## [REQUIREMENT]
Could you extend the news report on Senator Mohammed Musa's call for Sheikh Ahmed Gumi to be questioned about bandits, starting after its last sentence?

## [PAGE TEXT]
Senator Mohammed Musa has said that Islamic cleric Ahmed Gumi should be invited by security agents for questioning over his affiliation with bandits.
Mr Musa made the statement while speaking on Channels TV’s Politics Today show Wednesday evening.
He mentioned that Mr Gumi has met with these bandits in the forests and he should be able to provide the federal government with information that could help to neutralise their operations.
“I won’t say we know them (bandits). Just as we said, they have cells and they have a kind of leadership structure in their cells,” he said.
“I would recall that one of the renowned Islamic scholars, Sheikh Gumi, was at a time going into the forests to meet with these people.
“I think somebody like Gumi should be asked how he has contacts to reach these people. And if he can reach these people, why is it that he has not been able to help the government to get these people neutralised?”
Mr Musa’s remarks came on the heels of the Senate’s resolution, on Wednesday, that President Muhammadu Buhari regime declare the bandits as terrorists and engage them as such.
The lawmaker says he agrees with the decision of the senate, explaining that the federal government must take a position for the security operatives to strategise their attacks in terrorist zones.

## [SUPPLIED ENTRIES]
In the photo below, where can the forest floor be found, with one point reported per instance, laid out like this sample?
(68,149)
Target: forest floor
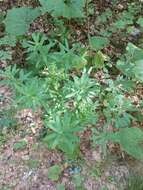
(26,167)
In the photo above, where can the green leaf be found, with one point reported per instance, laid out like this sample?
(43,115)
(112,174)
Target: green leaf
(60,187)
(68,8)
(54,172)
(98,42)
(140,21)
(130,140)
(99,60)
(8,40)
(18,20)
(20,145)
(5,55)
(138,70)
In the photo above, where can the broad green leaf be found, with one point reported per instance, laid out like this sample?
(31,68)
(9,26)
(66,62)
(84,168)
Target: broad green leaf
(8,40)
(68,9)
(54,172)
(18,20)
(20,145)
(98,42)
(5,55)
(130,140)
(138,70)
(140,21)
(99,60)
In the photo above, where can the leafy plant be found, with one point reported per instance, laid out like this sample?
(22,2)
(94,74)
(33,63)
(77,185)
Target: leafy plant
(98,42)
(130,140)
(18,20)
(5,55)
(54,172)
(20,145)
(63,8)
(62,133)
(132,65)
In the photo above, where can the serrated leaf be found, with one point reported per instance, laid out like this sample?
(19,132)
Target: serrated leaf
(140,21)
(18,20)
(58,8)
(5,55)
(98,42)
(8,40)
(54,172)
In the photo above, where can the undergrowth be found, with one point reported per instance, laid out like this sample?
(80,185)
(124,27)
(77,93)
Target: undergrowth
(76,85)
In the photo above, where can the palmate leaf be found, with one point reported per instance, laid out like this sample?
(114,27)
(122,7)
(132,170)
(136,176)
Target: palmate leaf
(5,55)
(8,40)
(98,43)
(65,8)
(18,20)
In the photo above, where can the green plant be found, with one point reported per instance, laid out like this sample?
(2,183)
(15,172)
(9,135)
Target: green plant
(132,65)
(63,8)
(20,145)
(18,20)
(37,50)
(135,181)
(62,133)
(54,172)
(130,140)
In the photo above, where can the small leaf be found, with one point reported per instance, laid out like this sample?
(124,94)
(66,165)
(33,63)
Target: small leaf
(67,9)
(140,21)
(20,145)
(18,20)
(98,42)
(54,172)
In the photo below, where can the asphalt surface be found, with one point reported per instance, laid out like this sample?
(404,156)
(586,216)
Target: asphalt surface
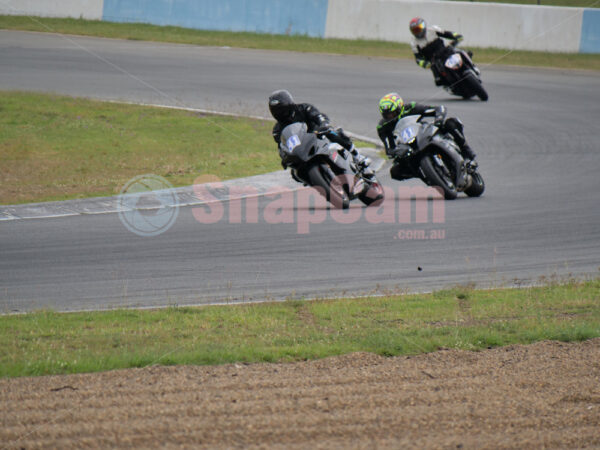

## [OUTPUT FOR THIS TASK]
“The federal government have tried all they could to ensure that this menace is controlled, they’ve given the opportunity for these bandits to surrender, some of them say they’ve surrendered and went back, after talking to the government that they’ve surrendered they went back and we felt there is a need for the federal government at this time to take a position, and that position is declaring this bandit as terrorists,” he said.
Mr Musa said the security situation in Niger State has worsened as terrorists who moved into Zamfara have returned to escape military action going on in the neighbouring state.
The senator explained: “It seems they all went back to Zamfara, which seems to be the epicentre of it. So, when they all went back to Zamfara, and the government decided to hit them in Zamfara, they’re now spreading. We had some peace in the last two months, but now, they’re back and they’re very ruthless. So, we also want the government to be very ruthless with them.”